-- begin Records to process --

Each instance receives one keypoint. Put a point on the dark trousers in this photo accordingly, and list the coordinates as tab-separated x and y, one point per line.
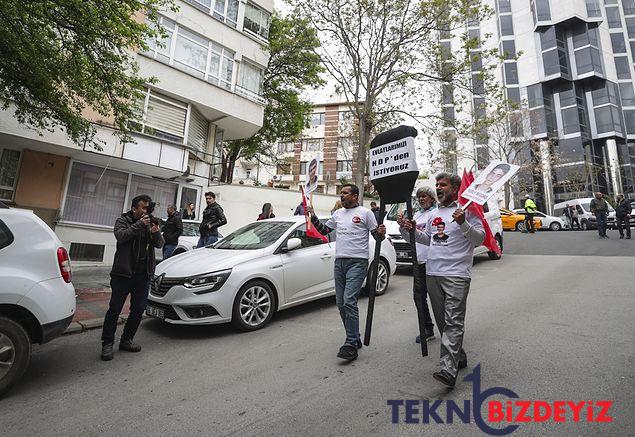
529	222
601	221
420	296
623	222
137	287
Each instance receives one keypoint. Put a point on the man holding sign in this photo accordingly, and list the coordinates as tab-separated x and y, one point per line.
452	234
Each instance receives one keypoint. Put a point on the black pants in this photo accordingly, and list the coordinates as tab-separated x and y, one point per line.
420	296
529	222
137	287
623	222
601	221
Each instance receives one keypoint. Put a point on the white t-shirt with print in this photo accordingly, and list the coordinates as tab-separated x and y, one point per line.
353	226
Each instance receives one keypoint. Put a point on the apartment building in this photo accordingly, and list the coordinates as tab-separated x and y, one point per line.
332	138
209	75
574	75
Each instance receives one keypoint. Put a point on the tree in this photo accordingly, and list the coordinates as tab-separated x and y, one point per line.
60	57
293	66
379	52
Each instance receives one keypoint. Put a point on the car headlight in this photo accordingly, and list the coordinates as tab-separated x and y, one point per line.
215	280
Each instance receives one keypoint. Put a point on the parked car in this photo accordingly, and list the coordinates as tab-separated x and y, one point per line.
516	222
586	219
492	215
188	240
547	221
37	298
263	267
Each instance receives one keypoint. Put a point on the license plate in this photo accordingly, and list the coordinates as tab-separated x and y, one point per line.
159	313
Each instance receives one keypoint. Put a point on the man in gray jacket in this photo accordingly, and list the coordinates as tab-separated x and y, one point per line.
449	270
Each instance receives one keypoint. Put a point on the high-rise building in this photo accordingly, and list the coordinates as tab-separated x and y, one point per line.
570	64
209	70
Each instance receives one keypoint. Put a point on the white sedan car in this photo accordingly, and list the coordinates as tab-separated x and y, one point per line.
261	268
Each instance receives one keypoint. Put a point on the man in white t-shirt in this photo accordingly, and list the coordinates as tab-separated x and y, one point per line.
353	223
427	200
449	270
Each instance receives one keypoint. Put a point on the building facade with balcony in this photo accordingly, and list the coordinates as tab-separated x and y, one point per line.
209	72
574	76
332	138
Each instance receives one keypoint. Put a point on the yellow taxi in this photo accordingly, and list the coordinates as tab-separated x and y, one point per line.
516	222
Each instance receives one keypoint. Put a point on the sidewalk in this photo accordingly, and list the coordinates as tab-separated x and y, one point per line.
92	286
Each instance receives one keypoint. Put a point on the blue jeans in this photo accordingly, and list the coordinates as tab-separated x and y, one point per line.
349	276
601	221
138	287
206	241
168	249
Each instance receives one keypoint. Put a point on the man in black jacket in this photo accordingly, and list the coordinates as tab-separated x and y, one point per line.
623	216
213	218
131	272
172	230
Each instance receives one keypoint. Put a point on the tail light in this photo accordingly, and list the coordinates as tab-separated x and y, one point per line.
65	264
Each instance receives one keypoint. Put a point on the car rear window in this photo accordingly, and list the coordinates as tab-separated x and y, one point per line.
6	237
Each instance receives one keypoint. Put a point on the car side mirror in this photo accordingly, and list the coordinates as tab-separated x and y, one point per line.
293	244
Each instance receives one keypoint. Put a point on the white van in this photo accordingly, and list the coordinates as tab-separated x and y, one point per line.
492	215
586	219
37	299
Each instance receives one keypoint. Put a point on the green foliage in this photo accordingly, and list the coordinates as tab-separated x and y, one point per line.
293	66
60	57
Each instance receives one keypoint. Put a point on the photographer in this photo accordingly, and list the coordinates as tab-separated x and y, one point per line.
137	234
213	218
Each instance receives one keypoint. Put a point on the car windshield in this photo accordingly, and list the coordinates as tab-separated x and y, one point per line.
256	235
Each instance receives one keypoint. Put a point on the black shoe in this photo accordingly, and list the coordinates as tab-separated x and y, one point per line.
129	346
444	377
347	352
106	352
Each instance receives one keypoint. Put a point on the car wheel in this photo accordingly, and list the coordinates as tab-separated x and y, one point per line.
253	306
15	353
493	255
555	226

-- end Records to process --
-- begin Records to process --

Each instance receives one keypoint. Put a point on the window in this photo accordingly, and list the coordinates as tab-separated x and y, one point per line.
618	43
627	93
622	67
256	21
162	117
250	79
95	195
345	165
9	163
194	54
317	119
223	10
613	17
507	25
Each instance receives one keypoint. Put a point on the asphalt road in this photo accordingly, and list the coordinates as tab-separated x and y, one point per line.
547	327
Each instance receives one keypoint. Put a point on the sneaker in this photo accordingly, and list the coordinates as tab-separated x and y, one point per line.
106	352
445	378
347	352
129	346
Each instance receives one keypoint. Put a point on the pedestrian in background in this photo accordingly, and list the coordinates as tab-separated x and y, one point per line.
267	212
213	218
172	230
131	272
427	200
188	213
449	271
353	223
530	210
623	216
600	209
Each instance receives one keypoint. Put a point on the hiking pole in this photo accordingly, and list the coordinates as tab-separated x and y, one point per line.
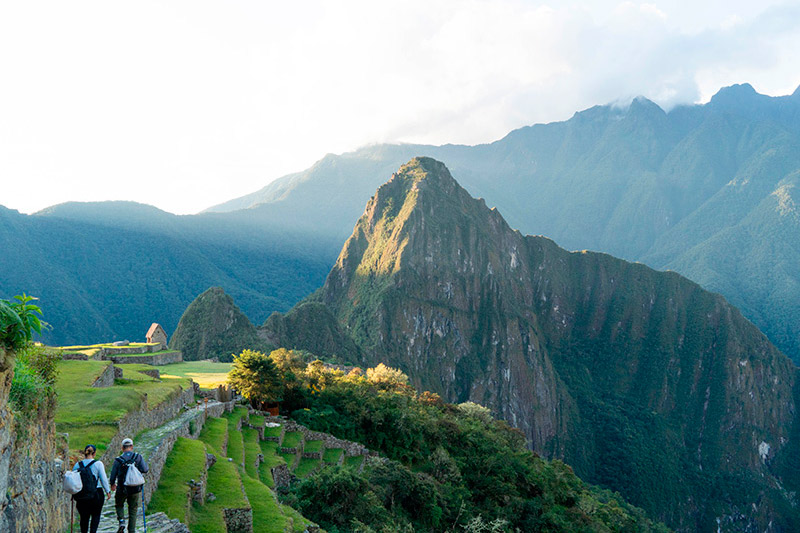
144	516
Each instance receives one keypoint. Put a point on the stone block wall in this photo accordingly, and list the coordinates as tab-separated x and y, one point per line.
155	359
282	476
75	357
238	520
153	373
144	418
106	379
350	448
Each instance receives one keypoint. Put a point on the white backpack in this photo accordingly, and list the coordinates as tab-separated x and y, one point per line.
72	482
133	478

-- end Records to process --

Task details - Please extract every line of the items above that contains the word "black". Copy each of those lines in full.

Exercise output -
Each instance receives one keypoint. Put a point on the black pants in this photo accordingly, and list the coordinates as tab-separated x and y, one point per line.
Each instance receives one keypoint. Put a point on the man in black jacket in this photo accordingly, and list the coordinates as tab-separated x and y, one point per line.
Each instance receives one keypoint. Put a point on the black shoe in this photo accordingly, and list the coordinates as tab-separated x and y, one point per line.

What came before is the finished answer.